Your instructions: Transcribe the entries between the lines holding "Keep to two rules. Tag each instance of the recurved" and "x=311 y=768", inclusive, reproducing each line verbatim.

Data for this task:
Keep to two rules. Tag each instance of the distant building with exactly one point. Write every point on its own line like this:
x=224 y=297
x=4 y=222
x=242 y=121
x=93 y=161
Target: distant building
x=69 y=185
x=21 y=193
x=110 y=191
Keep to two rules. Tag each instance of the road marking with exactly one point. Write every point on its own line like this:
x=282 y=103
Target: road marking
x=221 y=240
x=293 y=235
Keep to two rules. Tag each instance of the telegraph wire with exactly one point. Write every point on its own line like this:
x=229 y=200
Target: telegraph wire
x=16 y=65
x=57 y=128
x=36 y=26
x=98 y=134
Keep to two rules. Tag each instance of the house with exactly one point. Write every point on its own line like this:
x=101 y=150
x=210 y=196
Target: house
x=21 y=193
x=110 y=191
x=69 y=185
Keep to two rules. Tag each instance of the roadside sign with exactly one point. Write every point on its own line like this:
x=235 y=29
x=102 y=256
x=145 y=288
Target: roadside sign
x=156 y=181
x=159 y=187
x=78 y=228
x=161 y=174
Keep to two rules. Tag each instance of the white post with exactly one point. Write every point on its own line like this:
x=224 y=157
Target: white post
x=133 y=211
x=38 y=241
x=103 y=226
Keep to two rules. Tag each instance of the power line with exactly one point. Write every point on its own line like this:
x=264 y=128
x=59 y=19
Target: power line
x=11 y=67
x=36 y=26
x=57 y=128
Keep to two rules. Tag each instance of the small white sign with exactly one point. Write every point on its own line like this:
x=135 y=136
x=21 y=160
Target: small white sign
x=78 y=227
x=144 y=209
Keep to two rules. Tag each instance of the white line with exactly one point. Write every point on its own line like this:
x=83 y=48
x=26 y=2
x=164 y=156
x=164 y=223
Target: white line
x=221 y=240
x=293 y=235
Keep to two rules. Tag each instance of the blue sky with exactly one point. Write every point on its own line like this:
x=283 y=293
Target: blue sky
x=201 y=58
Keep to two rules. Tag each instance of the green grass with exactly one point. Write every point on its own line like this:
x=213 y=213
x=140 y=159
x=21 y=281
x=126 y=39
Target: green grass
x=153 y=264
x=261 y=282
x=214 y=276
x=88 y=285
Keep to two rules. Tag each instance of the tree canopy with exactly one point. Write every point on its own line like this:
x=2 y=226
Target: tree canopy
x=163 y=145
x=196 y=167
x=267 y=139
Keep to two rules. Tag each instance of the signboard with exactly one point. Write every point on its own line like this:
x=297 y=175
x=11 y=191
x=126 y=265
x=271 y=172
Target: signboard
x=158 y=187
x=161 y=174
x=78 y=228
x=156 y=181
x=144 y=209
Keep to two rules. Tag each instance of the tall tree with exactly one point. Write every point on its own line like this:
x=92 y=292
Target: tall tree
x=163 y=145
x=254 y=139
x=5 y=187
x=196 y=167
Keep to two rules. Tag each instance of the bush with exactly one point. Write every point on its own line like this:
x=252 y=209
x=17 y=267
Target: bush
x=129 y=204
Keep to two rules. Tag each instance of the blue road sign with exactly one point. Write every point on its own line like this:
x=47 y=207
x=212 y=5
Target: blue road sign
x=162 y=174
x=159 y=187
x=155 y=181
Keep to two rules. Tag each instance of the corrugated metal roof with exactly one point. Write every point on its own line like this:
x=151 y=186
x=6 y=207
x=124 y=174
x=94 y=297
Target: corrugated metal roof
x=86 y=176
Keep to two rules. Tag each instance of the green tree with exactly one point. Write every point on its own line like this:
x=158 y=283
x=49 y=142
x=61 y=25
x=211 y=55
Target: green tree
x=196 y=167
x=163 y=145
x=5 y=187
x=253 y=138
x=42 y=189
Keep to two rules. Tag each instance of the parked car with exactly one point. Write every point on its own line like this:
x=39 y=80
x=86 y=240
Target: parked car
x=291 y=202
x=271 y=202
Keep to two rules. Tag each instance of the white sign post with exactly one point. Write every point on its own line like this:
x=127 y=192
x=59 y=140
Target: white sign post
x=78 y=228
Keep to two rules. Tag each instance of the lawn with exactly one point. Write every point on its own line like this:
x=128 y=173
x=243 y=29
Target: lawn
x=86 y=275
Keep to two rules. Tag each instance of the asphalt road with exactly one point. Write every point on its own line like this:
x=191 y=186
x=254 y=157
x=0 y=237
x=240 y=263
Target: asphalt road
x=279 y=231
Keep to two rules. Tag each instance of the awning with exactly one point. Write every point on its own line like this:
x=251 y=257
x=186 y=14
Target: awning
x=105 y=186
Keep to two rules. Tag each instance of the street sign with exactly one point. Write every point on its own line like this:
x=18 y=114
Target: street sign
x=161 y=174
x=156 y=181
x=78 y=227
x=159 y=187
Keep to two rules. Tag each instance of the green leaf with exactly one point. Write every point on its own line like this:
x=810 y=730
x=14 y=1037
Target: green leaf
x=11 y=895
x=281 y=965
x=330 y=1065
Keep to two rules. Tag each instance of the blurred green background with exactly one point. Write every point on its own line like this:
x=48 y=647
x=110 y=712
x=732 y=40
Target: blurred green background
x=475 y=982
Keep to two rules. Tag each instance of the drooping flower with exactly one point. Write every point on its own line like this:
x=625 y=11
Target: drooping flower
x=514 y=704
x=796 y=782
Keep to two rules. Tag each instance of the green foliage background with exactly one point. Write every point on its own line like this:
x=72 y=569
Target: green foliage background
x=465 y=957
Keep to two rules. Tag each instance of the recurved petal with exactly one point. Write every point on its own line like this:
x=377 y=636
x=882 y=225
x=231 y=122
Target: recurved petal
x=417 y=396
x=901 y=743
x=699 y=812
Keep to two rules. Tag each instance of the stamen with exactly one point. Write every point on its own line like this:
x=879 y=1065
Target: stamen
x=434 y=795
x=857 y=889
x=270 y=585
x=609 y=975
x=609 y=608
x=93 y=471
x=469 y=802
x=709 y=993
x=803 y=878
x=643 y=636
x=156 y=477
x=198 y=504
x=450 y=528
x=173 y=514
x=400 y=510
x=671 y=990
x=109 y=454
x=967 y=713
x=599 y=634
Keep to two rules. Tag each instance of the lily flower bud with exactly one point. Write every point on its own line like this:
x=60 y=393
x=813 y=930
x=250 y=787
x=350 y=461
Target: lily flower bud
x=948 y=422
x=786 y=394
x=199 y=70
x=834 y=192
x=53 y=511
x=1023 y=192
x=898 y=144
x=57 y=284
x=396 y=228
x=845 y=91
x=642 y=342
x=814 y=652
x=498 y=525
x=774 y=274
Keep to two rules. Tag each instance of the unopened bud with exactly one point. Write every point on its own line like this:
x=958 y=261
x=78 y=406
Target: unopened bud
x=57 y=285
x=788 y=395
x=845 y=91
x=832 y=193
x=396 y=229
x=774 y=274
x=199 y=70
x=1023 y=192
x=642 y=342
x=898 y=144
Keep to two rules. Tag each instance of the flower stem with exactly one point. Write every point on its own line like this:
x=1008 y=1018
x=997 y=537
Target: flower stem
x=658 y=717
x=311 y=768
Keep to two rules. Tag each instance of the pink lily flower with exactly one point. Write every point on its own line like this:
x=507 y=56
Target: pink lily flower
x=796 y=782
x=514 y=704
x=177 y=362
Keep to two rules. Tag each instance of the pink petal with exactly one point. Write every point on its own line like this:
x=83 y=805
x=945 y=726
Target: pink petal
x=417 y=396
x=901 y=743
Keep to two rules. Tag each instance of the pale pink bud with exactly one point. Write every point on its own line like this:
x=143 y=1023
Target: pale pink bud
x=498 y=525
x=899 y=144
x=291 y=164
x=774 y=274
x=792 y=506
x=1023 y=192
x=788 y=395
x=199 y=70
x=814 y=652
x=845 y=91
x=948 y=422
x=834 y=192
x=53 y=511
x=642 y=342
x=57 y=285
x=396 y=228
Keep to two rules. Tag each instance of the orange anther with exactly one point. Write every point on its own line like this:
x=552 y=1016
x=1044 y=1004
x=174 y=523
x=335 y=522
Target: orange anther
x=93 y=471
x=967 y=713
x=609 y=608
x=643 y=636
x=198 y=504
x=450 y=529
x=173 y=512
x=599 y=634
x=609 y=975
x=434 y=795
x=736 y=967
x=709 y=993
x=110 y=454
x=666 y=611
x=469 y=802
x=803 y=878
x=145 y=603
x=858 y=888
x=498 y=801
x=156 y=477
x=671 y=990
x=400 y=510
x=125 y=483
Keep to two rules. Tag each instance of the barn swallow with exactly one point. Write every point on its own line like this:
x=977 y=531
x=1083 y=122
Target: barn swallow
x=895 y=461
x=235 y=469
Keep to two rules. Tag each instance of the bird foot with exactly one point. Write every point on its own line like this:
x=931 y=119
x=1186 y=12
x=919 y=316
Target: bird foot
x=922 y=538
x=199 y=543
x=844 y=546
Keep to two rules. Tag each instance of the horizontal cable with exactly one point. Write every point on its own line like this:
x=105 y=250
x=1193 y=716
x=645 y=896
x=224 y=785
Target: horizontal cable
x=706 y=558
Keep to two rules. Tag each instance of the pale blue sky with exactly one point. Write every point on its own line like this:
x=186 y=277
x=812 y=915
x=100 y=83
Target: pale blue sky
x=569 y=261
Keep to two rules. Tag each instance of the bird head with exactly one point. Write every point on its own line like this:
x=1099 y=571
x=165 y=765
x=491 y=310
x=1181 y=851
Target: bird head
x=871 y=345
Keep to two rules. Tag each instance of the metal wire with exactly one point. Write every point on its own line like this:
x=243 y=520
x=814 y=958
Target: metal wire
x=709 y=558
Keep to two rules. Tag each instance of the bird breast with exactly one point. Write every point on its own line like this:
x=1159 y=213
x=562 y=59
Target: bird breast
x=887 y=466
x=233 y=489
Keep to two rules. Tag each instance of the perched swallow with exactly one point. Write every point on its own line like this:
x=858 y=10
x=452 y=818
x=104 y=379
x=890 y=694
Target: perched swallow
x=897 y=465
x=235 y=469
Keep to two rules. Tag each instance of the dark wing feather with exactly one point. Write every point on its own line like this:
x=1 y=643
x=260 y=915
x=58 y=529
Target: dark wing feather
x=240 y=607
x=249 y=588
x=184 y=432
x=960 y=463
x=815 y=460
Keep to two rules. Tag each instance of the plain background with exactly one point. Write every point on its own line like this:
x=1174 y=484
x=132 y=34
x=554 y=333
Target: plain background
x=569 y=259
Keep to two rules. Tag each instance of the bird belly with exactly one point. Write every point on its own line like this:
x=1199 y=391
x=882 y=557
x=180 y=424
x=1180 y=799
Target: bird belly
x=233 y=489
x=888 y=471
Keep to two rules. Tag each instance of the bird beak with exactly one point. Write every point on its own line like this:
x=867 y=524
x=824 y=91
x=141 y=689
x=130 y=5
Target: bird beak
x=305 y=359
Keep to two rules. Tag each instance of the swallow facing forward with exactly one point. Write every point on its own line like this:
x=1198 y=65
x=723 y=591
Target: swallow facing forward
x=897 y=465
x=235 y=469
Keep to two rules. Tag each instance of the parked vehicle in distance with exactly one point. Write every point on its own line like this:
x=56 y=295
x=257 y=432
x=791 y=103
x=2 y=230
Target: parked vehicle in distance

Exercise output:
Keep to two rules. Tag each instance of the recurved petal with exactly one point. Write every point on its own line like this:
x=377 y=636
x=882 y=225
x=231 y=122
Target: recurved petal
x=417 y=396
x=901 y=743
x=699 y=812
Keep to two rules. Tag each instance of the stamen with exactly one point. Write every point on its own line like this:
x=879 y=1065
Target: stamen
x=434 y=795
x=857 y=889
x=270 y=585
x=609 y=975
x=609 y=608
x=93 y=471
x=469 y=802
x=709 y=993
x=803 y=878
x=643 y=636
x=156 y=477
x=198 y=504
x=450 y=528
x=173 y=514
x=400 y=510
x=671 y=990
x=109 y=454
x=967 y=713
x=599 y=634
Keep to two rules. Tag each instance of the lily flower bud with exactly one point. Write every point on its own line like this:
x=60 y=393
x=813 y=930
x=250 y=787
x=350 y=461
Target: lily flower bud
x=948 y=422
x=786 y=394
x=199 y=70
x=834 y=192
x=53 y=511
x=1023 y=192
x=898 y=144
x=57 y=284
x=396 y=228
x=845 y=91
x=642 y=342
x=814 y=652
x=498 y=525
x=774 y=274
Keep to two rules. Tag each instance of the unopened bud with exactly one point. Write every point on its own line like this:
x=958 y=261
x=78 y=406
Target: unopened bud
x=57 y=285
x=788 y=395
x=845 y=91
x=832 y=193
x=396 y=229
x=774 y=274
x=199 y=70
x=1023 y=192
x=642 y=342
x=898 y=144
Keep to two rules. Tag each instance of the flower stem with exactly one point. Write every point on its own line like this:
x=1008 y=1018
x=997 y=537
Target: flower stem
x=658 y=717
x=311 y=768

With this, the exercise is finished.